> Task instructions
Return the listing below as a JSON array of strings, one string per line, and leave out any blank lines.

> Records provided
[start]
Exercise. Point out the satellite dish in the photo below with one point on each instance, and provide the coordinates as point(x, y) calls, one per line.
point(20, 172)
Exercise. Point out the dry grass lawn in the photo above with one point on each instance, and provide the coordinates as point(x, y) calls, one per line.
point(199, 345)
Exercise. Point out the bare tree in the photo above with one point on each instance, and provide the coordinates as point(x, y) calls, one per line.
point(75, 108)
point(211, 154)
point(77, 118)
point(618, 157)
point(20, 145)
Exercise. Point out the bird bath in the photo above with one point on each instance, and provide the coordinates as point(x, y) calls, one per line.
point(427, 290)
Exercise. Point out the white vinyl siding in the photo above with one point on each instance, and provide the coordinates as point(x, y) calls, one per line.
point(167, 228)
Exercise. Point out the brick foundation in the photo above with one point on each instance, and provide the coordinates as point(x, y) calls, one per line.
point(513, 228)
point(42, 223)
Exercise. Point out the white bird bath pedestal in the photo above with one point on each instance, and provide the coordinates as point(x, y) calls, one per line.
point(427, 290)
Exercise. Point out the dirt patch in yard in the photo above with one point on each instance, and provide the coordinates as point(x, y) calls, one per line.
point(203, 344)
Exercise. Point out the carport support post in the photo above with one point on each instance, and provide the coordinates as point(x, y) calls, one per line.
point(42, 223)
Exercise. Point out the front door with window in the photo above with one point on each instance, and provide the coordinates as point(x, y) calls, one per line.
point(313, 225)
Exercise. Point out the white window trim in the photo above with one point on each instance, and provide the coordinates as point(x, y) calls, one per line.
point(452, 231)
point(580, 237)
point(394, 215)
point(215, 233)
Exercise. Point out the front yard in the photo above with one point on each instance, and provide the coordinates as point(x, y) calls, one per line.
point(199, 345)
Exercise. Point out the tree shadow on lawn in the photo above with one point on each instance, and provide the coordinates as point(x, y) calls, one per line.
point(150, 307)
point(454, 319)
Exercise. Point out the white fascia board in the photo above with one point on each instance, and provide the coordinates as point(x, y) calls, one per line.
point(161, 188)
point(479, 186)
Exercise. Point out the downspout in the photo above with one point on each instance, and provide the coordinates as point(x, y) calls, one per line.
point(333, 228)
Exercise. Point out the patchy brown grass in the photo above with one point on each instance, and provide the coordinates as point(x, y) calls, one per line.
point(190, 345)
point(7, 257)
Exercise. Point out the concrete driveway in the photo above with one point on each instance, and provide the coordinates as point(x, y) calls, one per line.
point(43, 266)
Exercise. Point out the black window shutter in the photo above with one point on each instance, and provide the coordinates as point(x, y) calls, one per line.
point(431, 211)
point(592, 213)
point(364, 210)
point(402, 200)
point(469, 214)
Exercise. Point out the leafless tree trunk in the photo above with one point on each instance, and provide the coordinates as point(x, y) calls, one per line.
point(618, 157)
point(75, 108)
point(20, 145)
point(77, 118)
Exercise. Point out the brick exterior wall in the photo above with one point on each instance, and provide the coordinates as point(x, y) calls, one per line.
[end]
> Completed task
[
  "Exercise. Point out the satellite dish in the photo below with one point on each instance, and provide the coordinates as point(x, y) calls, one per line.",
  "point(20, 172)",
  "Exercise. Point out the dry grass lawn in the photo above with one point on each instance, and provide the coordinates as point(x, y) calls, one per line.",
  "point(199, 345)",
  "Exercise. Point out the bare tree in the photo above with one point on each instance, and provide the coordinates as point(x, y) calls, one per line.",
  "point(75, 108)",
  "point(211, 154)",
  "point(77, 118)",
  "point(618, 157)",
  "point(20, 145)",
  "Exercise. Point out the bird bath in the photo above with one point on each instance, and provide the coordinates as point(x, y) calls, one per line.",
  "point(427, 290)",
  "Exercise. Point out the white vinyl siding in the photo above with one point on each instance, and provide the coordinates as point(x, y) calls, one per line.",
  "point(167, 228)",
  "Exercise. Point out the brick foundation in the photo above with one point on each instance, and provide the coordinates as point(x, y) calls, one per line.",
  "point(513, 228)",
  "point(42, 223)",
  "Exercise. Point out the white bird bath pedestal in the photo above with one point on each instance, and provide the coordinates as point(x, y) calls, one per line.",
  "point(427, 290)",
  "Exercise. Point out the dirt patch in yard in the photo above with one point on each instance, and provide the coordinates as point(x, y) calls, one per line.",
  "point(203, 344)",
  "Exercise. Point out the carport support post in the photo above with one point on each instance, and provide the coordinates as point(x, y) calls, one per line.",
  "point(42, 223)",
  "Exercise. Point out the front door with window in the photo above with one point on each instance, and provide the coordinates as point(x, y) calls, one per line.",
  "point(313, 225)",
  "Exercise. Point out the white window trim in the photo above with one point on each instance, and provide the coordinates as point(x, y) calls, one per line.",
  "point(452, 231)",
  "point(580, 237)",
  "point(394, 215)",
  "point(215, 233)",
  "Exercise. Point out the front yard in the photo above with one point on each instance, and provide the coordinates as point(x, y) calls, one per line.",
  "point(199, 345)",
  "Exercise. Point out the tree shadow on lawn in the photo above with one point on each instance, and provide the coordinates as point(x, y) calls, one per line.",
  "point(150, 307)",
  "point(454, 319)",
  "Exercise. Point out the white fascia board in the photo above with one point on each instance, and provide the coordinates as point(x, y) calls, one per line.",
  "point(161, 188)",
  "point(479, 186)",
  "Exercise. Point out the downspout in the photo above with one point on each instance, and provide the coordinates as point(x, y) calls, one per line.",
  "point(333, 228)",
  "Exercise. Point out the patchy brown grass in the photo above with one point on each instance, and provide the coordinates as point(x, y) calls, one per line.",
  "point(190, 345)",
  "point(7, 257)",
  "Exercise. Point out the concrete driveway in the photo above with one point on each instance, and provide the coordinates as point(x, y) calls, one per line.",
  "point(43, 266)",
  "Exercise. Point out the black window shutter in the photo above with one point on each instance, and provide the coordinates as point(x, y) calls, one per line.",
  "point(431, 211)",
  "point(592, 213)",
  "point(364, 210)",
  "point(402, 200)",
  "point(469, 214)",
  "Exercise. Point out the leafless tree trunk in the photo above with one point on each instance, and provide the coordinates as point(x, y) calls, one per line.",
  "point(618, 157)",
  "point(75, 108)",
  "point(20, 145)",
  "point(77, 118)",
  "Exercise. Point out the brick exterior wall in the photo above with one point on each instance, and provide the coordinates as point(x, y) calls, one per line."
]